The tasks:
- a) The macro photography article lists several pieces of gear. Explain why the author chose to buy the lens first.
- b) According to the macro photography article, what gear did the author learn was needed to take proper macro photos?
- c) In the macro photography article, write out the passage that begins at the words "I have always" and stops after "with the lens.".

Text extract:
— BEGIN —

Learning A New Skill: Macro Photography
- zode03030
- Aug 9, 2024
- 11 min read
Updated: Aug 18, 2024

Have you seen pictures of insects where you can clearly see the tiniest details, like individual hairs on a bee's back or the facets of a fly's eyes? How about a picture of a flower where you can make out the grains of pollen? This is called macro photography.

I have always been fascinated by macro photos, so when I started getting more serious about photography I really wanted to give it a try. In this article I will discuss my journey into taking macro photos and the things I have learned along the way. I will go over the gear you need as well as the techniques required to make the most of that gear. Lastly, I will touch on focus stacking: what it is, what software you can use to do it, and when focus stacking is most appropriate.
According to the articles I read and the videos I watched, I learned I needed a few new pieces of gear in order to take proper macro photos. Those items were: a macro lens, a flash, a diffuser, a tripod, and a focusing rail. I, of course, already had a tripod, and I didn't want to get too far into purchasing niche items without knowing I was going to enjoy macro photography, so I decided to start with the lens.

— END —

Spatial annotation records
— BEGIN —

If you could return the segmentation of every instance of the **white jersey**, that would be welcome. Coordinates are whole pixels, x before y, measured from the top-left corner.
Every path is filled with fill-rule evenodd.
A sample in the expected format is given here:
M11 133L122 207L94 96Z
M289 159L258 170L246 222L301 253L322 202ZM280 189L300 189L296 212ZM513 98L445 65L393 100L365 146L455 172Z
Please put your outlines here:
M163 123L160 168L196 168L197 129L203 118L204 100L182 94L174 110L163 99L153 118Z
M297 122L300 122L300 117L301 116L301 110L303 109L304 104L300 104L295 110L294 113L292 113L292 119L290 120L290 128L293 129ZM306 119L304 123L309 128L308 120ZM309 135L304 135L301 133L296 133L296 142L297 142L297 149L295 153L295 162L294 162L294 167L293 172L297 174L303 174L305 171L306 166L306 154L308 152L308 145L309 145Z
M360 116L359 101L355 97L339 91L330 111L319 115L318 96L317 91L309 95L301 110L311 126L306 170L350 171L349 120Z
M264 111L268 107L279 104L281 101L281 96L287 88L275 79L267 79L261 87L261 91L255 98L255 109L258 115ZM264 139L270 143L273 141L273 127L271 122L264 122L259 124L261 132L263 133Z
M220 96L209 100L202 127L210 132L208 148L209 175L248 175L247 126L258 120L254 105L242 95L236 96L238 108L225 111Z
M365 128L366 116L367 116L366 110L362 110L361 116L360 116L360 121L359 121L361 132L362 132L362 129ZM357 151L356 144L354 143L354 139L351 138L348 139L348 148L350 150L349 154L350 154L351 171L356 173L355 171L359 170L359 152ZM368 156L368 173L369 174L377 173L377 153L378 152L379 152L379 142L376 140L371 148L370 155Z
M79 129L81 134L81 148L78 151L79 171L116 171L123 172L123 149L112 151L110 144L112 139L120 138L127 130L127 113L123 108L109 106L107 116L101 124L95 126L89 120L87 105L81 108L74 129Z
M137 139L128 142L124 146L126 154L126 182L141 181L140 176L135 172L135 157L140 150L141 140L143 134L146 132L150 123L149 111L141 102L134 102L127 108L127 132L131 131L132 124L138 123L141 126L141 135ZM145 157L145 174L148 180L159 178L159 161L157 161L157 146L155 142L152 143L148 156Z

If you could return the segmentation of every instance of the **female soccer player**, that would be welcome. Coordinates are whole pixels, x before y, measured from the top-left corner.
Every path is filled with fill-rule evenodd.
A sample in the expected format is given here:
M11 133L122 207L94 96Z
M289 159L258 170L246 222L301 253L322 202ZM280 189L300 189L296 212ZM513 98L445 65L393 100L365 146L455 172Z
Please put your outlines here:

— END —

Answers to the exercises:
- a) The author already owned a tripod and did not want to buy too many niche items before knowing whether macro photography would be enjoyable, so the lens came first.

- b) A macro lens, a flash, a diffuser, a tripod, and a focusing rail.

- c)
I have always been fascinated by macro photos, so when I started getting more serious about photography I really wanted to give it a try. In this article I will discuss my journey into taking macro photos and the things I have learned along the way. I will go over the gear you need as well as the techniques required to make the most of that gear. Lastly, I will touch on focus stacking: what it is, what software you can use to do it, and when focus stacking is most appropriate.
According to the articles I read and the videos I watched, I learned I needed a few new pieces of gear in order to take proper macro photos. Those items were: a macro lens, a flash, a diffuser, a tripod, and a focusing rail. I, of course, already had a tripod, and I didn't want to get too far into purchasing niche items without knowing I was going to enjoy macro photography, so I decided to start with the lens.